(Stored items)
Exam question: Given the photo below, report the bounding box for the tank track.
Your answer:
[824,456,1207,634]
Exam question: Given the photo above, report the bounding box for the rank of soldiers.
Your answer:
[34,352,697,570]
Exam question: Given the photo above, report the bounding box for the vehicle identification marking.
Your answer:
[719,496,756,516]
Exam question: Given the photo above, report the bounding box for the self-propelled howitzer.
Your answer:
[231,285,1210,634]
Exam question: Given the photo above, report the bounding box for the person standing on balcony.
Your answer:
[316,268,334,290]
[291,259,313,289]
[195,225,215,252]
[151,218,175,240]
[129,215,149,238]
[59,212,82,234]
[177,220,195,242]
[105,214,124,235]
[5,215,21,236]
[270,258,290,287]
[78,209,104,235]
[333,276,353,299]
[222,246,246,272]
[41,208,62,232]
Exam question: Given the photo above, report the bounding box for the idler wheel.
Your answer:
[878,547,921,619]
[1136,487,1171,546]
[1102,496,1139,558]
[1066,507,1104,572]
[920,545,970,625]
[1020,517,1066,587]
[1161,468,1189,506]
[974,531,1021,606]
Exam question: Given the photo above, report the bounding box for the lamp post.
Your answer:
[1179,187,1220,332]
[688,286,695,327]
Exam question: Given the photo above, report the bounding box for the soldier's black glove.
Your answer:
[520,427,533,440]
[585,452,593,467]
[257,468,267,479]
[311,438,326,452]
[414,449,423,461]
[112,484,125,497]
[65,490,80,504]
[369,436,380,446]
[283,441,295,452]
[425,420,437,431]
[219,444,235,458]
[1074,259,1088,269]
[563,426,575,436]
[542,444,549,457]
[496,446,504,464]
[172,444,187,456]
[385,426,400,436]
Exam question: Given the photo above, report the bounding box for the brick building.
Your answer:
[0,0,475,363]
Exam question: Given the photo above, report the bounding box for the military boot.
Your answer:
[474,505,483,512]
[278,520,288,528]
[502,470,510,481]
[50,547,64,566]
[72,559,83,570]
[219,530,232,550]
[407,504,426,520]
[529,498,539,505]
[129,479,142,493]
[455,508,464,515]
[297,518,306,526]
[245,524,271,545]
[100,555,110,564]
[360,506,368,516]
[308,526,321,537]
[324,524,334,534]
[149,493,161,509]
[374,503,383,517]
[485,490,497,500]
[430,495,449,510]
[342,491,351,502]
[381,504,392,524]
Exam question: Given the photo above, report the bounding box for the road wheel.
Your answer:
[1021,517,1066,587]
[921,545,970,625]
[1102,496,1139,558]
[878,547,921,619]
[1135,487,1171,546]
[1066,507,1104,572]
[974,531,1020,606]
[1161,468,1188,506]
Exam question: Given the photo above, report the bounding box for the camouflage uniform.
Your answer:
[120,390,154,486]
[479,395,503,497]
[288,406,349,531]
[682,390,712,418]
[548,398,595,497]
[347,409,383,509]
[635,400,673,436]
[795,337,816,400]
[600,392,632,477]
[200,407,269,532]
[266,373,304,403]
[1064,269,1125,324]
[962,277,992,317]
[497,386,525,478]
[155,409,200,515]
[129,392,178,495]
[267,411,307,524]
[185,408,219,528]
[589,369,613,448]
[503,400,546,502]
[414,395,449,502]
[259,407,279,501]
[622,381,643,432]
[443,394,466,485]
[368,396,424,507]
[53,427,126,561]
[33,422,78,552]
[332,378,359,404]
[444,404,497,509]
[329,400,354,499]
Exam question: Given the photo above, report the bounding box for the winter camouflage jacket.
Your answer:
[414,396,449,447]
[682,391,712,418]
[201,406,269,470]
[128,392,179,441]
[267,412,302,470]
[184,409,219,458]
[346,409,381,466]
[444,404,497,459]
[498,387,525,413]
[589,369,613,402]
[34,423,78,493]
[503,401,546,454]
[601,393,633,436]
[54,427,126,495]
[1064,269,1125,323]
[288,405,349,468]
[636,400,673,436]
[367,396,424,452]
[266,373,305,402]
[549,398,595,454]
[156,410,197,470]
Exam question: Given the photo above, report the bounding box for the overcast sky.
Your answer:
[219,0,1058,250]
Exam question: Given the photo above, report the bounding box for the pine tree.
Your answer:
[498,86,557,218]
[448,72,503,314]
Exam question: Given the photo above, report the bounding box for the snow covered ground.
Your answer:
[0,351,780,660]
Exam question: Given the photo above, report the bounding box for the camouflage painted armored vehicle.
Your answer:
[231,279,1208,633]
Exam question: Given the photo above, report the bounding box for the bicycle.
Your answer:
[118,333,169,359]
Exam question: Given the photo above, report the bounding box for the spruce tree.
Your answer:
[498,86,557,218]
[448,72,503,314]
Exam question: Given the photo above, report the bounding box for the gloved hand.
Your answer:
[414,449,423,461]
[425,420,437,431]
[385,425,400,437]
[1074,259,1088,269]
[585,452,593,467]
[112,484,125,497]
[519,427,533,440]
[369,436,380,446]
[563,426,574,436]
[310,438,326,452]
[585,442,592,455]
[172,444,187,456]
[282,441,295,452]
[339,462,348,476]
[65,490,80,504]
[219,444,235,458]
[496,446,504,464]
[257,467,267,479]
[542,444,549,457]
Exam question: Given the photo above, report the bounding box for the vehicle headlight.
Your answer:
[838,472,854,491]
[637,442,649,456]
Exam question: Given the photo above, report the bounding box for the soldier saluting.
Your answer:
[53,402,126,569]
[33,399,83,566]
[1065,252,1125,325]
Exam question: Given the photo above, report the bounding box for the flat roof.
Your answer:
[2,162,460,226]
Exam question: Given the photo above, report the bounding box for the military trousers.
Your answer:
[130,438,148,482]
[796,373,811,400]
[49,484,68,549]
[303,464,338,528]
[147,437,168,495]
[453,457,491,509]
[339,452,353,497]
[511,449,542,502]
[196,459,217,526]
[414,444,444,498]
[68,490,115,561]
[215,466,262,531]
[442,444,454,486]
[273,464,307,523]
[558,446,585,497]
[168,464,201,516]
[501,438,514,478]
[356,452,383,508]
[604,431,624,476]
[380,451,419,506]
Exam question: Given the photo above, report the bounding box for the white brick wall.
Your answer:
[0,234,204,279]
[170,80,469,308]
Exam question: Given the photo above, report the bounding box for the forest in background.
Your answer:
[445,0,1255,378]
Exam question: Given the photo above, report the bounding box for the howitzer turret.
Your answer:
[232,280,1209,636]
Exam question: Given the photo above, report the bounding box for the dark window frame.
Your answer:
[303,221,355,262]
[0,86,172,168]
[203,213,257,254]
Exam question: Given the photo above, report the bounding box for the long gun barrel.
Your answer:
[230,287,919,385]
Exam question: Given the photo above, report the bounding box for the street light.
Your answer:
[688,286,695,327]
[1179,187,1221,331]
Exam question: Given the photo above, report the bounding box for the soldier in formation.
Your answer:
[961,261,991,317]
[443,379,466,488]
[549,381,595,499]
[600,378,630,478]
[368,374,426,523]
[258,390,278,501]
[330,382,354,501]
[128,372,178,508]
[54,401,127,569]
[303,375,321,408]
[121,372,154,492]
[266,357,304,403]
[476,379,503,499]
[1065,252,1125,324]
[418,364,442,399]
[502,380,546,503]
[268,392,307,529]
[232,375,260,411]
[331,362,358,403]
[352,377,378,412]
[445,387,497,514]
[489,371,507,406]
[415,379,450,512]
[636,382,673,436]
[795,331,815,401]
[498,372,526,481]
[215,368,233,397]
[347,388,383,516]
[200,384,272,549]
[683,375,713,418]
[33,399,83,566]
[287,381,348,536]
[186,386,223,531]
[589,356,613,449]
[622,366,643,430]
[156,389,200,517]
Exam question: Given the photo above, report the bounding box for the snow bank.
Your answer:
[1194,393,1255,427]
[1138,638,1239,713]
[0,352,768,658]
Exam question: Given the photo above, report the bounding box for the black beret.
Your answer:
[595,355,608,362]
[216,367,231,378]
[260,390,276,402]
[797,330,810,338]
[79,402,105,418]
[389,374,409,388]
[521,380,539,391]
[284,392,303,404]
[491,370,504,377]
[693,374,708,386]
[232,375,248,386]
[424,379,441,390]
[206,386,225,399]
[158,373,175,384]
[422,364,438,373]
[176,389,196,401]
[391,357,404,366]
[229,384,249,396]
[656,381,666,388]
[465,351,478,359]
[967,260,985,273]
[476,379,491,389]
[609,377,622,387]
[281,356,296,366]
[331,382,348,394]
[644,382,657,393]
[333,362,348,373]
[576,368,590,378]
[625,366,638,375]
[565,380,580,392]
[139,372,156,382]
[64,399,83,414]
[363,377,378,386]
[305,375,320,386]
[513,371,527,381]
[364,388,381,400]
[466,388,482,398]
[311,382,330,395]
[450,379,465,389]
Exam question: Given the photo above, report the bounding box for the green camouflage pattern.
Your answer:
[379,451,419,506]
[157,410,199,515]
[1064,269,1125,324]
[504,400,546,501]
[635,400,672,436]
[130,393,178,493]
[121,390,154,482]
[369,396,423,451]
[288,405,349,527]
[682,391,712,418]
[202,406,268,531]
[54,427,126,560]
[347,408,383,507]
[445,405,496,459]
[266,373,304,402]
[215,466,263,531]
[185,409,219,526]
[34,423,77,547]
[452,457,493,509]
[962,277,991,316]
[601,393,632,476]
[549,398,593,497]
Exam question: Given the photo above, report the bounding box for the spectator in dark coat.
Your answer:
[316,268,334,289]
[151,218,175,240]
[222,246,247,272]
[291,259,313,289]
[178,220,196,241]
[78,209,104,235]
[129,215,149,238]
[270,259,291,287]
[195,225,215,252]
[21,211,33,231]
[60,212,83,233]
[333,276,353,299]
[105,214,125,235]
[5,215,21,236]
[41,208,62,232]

◆ ABOUT THIS TASK ◆
From the records above, quote only the lines running from the line with "white brick wall." to the line with "soldier in formation.", both lines included.

◆ EXPECTED ANSWER ◆
Exam question: Given the photo above, report the bounding box for the white brick wall.
Your answer:
[0,234,204,279]
[170,80,469,308]
Exam question: Given the photo above, report the bounding box for the forest in background.
Your answer:
[445,0,1255,378]
Exam question: Given the photo above, report the bounding box for the howitzer turret.
Your answer:
[232,280,1209,636]
Exam question: Given the photo above, report the bounding box for the dark window frame.
Your answer:
[303,221,355,262]
[0,86,172,168]
[203,213,257,254]
Exam question: Given the photo above, report the bounding box for the long gun barrel.
Your answer:
[230,287,919,385]
Exam question: Given the photo above, report the bounding box for the street light.
Your answer:
[688,286,695,327]
[1179,187,1221,331]
Exam question: Given the photo above, report the bounding box for the soldier in formation.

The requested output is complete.